DIRECTIONS
Write the data out in full and word for word. Do not include images.

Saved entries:
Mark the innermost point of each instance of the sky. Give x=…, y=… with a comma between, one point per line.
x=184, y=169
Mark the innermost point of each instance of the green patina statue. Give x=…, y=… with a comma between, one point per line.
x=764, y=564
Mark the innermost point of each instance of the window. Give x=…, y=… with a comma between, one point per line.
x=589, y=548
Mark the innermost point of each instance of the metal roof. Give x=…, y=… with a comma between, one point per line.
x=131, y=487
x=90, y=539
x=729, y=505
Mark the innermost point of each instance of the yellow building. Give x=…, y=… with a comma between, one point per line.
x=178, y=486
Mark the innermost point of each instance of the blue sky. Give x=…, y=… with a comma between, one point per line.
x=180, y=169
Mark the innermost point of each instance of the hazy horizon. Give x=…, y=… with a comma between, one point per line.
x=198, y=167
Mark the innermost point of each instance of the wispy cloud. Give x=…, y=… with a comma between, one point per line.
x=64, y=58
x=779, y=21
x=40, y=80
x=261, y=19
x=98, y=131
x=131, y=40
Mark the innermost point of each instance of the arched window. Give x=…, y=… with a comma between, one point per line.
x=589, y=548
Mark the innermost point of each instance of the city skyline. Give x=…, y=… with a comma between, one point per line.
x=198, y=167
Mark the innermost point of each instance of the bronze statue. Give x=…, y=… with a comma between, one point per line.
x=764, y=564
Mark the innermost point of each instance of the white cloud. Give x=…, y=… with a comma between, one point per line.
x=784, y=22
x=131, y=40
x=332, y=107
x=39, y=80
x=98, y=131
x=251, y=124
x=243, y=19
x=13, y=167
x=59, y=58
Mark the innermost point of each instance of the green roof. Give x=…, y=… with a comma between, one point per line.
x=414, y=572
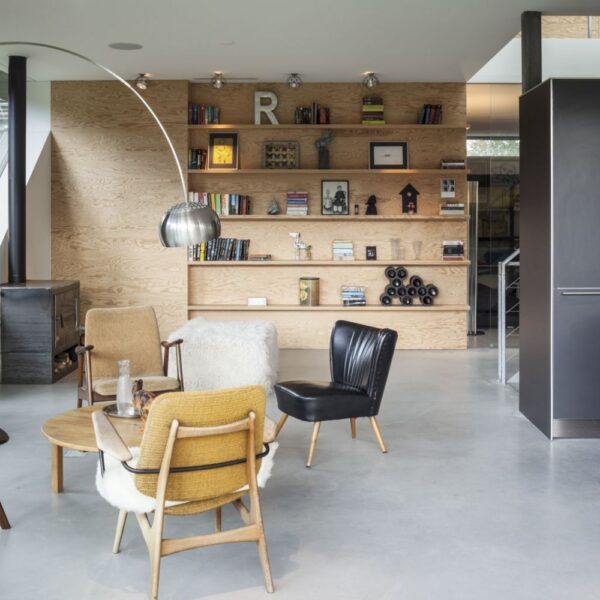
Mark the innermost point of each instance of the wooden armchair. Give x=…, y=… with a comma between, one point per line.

SOLUTION TO THE EXERCISE
Mark the innermost point of each instance of the sky. Give x=…, y=… with a comma between, one point per line.
x=184, y=169
Mark the innermost point of each instance of the green patina statue. Give x=…, y=… with a comma between, one point per line.
x=764, y=564
Mark the innermost point of each instance of the window. Give x=…, y=… with a comma between, one point per line.
x=589, y=548
Mark the innermost point of each instance of the metal roof. Give x=…, y=… with a comma between, one point per line.
x=131, y=487
x=90, y=539
x=729, y=505
Mark the innermost point of each instance of the yellow building. Give x=…, y=… with a comma between, one point per line.
x=178, y=486
Mark the innermost point of each instance of the blue sky. Give x=…, y=… with a comma between, one point per line.
x=180, y=169
Mark the innermost point of each instance of the hazy horizon. Give x=…, y=… with a comma between, one point per line.
x=198, y=167
Mark the innermost point of each instance of the wispy cloud. Give x=…, y=… with a comma between, one point per line.
x=64, y=58
x=779, y=21
x=40, y=80
x=261, y=19
x=98, y=131
x=131, y=40
Mark the innermost point of each instance of the arched window. Give x=…, y=… with a comma between, one point per line.
x=589, y=548
Mark the innermost point of each instance of the city skyline. Give x=…, y=… with a comma between, one point per line.
x=198, y=167
Mark the innermost point of each instance of the bronze statue. Give x=…, y=… with a comma between, one point per line.
x=764, y=564
Mark the innermost point of each instance of the white cloud. Give x=…, y=… with a comma between, one point per line.
x=784, y=22
x=131, y=40
x=332, y=107
x=39, y=80
x=98, y=131
x=251, y=124
x=243, y=19
x=13, y=167
x=59, y=58
Mark the innermost point of each instance of the green roof. Give x=…, y=… with a comma between, one point per line.
x=414, y=572
Mark the innermost point of each instance of the wooden armchair. Give x=…, y=… with a comma between, one point per line.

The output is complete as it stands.